**REQUIRED WORK**: An unchanged copy of all the lines below is expected, and it should contain no pictures.

Extracted data entries:
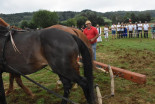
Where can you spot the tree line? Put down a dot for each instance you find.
(44, 18)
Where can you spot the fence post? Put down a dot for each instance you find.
(2, 92)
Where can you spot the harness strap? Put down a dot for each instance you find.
(5, 65)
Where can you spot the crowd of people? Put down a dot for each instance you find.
(123, 30)
(118, 31)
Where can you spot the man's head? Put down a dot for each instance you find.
(88, 24)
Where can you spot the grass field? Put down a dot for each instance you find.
(137, 55)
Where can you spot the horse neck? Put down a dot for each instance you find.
(3, 23)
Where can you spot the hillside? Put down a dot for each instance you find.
(15, 19)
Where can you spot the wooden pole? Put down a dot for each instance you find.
(99, 96)
(112, 81)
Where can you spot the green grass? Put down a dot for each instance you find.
(136, 55)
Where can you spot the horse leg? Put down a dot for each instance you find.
(20, 83)
(11, 80)
(67, 86)
(82, 82)
(2, 92)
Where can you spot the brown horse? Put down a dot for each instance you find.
(41, 48)
(61, 27)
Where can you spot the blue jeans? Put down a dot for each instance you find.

**SOLUTION**:
Where can you spot the tree line? Put down a dot for each instance you find.
(44, 18)
Where can you spot the fence post? Put down a dot for each instance you find.
(2, 92)
Where can you spot the harness strap? Put down a dot for each instance you find.
(5, 65)
Where can you spot the crowd of people? Put down a dot for each instance you find.
(123, 30)
(118, 31)
Where can you spot the man's head? Put down a dot for each instance you find.
(88, 24)
Where can you spot the grass field? Put down a dot for each instance you find.
(137, 55)
Where can you spot the horse neck? Put down a dot for each instance you find.
(3, 23)
Where can you spot the hillside? Put down a dot for each instance you find.
(15, 19)
Where can you spot the wooden pole? Put down a dot for each instance you find.
(99, 96)
(112, 81)
Where can you spot the green grass? Put down a dot for each instance you find.
(136, 55)
Where can you spot the horse leg? Put down a dot for each instance you find.
(20, 83)
(11, 80)
(67, 86)
(82, 82)
(2, 92)
Where can you spot the brown horse? Put down a dot for each instance you find.
(41, 48)
(61, 27)
Where can you spot the blue jeans? Put down a dot for each instance you find.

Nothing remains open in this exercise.